__Problem details__.
Rewrite the lines from the beginning through the line containing "(104, 730), (819, 1098)", changing "metal pole base" to "steel pole base" and keeping everything else unchanged.

__Data lines__.
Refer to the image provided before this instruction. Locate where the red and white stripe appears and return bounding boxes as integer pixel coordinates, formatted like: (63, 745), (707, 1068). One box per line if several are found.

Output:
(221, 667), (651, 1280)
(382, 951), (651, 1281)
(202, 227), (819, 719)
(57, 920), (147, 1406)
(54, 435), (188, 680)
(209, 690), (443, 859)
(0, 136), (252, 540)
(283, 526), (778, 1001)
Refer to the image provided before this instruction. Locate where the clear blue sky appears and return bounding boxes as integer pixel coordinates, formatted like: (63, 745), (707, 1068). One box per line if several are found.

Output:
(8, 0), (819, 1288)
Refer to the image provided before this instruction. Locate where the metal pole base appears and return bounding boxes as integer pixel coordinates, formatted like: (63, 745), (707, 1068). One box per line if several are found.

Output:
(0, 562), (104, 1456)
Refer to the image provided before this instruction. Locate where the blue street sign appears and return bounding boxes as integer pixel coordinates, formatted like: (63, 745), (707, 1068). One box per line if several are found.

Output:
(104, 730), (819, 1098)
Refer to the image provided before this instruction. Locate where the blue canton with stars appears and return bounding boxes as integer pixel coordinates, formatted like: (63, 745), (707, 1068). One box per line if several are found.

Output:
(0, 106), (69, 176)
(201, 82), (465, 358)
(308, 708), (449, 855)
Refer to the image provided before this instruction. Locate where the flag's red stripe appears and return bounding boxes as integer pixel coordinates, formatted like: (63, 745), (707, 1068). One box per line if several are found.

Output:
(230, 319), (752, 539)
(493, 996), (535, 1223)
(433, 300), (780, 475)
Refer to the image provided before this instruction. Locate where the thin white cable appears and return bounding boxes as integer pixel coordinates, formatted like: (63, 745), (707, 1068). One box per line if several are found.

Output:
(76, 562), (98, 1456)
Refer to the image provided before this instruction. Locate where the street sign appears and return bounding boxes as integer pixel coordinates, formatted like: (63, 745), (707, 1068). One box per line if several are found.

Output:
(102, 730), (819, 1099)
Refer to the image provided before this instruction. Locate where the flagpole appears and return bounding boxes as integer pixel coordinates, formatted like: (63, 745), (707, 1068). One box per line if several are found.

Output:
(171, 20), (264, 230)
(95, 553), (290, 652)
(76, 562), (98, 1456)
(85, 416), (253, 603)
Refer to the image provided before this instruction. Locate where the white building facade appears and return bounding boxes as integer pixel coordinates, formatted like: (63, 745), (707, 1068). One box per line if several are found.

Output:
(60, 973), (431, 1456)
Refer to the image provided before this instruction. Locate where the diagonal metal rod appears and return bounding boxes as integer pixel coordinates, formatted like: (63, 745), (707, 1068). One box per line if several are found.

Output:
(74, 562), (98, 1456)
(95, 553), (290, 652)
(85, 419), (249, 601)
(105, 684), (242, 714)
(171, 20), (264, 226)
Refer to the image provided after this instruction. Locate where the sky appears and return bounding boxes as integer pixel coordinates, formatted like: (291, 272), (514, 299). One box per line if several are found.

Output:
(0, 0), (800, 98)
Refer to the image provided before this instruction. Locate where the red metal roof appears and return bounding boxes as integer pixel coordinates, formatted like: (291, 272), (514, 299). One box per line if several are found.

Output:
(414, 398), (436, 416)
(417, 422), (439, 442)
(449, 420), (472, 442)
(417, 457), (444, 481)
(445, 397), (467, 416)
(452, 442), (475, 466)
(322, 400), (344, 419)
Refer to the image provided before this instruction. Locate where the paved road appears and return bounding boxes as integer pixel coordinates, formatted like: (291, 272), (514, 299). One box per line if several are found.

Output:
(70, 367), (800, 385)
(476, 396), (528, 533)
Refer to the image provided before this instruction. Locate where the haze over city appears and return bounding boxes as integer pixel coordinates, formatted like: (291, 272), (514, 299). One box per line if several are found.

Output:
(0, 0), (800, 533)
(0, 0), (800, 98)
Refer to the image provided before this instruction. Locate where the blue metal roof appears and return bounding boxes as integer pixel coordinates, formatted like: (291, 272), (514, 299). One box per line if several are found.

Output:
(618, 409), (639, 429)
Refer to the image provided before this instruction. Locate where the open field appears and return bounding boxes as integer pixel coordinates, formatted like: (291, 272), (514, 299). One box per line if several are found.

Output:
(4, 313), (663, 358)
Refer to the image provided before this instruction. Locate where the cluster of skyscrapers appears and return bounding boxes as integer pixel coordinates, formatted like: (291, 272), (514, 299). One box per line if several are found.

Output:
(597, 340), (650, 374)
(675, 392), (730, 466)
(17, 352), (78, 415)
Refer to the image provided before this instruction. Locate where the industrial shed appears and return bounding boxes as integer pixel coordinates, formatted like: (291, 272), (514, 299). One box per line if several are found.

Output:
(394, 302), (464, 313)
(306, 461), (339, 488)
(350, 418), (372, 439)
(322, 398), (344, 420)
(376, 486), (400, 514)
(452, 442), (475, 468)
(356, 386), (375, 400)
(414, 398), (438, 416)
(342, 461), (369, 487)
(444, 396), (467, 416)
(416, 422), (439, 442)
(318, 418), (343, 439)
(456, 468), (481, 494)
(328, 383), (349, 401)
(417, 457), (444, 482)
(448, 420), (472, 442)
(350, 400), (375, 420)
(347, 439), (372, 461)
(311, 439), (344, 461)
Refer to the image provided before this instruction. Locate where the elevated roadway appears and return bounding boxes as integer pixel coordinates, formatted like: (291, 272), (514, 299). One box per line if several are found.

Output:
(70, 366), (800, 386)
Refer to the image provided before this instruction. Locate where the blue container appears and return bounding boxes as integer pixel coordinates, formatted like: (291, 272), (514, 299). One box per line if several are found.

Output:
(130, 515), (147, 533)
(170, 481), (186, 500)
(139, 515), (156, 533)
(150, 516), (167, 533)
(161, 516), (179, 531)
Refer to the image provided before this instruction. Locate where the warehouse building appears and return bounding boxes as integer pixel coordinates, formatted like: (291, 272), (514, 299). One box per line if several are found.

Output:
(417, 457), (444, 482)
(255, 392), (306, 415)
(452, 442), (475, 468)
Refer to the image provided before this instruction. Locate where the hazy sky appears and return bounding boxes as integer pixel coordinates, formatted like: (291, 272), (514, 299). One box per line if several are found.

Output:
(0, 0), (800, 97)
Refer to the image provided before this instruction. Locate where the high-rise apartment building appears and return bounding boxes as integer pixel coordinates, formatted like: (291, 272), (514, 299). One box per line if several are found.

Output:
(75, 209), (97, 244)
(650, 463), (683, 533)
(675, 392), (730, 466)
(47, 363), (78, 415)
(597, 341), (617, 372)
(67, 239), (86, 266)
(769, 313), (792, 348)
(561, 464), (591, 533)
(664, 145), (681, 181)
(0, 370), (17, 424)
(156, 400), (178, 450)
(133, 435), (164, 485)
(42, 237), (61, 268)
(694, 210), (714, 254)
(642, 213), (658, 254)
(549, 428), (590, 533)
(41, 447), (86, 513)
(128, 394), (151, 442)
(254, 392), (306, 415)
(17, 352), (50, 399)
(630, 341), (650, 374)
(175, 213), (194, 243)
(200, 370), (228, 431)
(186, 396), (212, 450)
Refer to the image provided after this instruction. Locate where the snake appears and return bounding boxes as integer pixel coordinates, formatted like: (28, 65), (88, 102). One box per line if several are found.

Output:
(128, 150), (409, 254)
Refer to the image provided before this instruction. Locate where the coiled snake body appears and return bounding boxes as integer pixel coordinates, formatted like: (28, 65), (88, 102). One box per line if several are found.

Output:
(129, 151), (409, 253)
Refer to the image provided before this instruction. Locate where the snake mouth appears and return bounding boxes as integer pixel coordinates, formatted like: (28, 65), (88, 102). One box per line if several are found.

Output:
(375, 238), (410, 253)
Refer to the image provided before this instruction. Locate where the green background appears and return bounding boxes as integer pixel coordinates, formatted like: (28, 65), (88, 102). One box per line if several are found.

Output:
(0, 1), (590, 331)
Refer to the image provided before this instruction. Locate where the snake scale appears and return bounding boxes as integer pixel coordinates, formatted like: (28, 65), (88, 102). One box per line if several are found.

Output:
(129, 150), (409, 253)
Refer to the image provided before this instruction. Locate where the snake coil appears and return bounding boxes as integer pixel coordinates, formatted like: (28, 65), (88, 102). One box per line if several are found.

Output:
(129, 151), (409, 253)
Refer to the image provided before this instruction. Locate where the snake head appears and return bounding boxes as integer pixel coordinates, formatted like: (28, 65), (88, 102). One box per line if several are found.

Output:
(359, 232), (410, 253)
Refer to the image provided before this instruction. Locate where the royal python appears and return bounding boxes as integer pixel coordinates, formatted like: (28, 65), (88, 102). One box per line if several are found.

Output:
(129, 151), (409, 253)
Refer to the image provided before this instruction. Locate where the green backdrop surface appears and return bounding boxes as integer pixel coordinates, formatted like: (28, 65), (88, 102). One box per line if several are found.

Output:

__Solution for this problem__.
Refer to the image provided before this instruction. Locate where the red and white stripe appears and return bounding boxes as integer pixel coordinates, formatted like: (63, 745), (707, 1068). One box per line if several are found.

Output:
(221, 667), (651, 1280)
(382, 951), (651, 1281)
(202, 227), (819, 719)
(57, 920), (147, 1406)
(54, 435), (188, 680)
(209, 690), (443, 859)
(0, 136), (252, 540)
(283, 526), (778, 1001)
Refer to the image provided before this instruction. Locate where the clear blue sky appears and return bounding boxes as integer pixel coordinates, formatted like: (63, 745), (707, 1068). One box per line if several are found.

Output:
(8, 0), (819, 1288)
Refer to the image provided before this instruction. Locate where the steel pole base appears and return bounding boxes as integer pixel coordinates, formatted like: (63, 745), (707, 1068). One box per line if several are found.

Output:
(0, 562), (104, 1456)
Refer to the image provided before this instruction. Locate where the blue street sign appears and return bounding boxes as integer pixel coordinates, formatted like: (63, 745), (707, 1068). One box per line if several are found.

Output:
(104, 730), (819, 1098)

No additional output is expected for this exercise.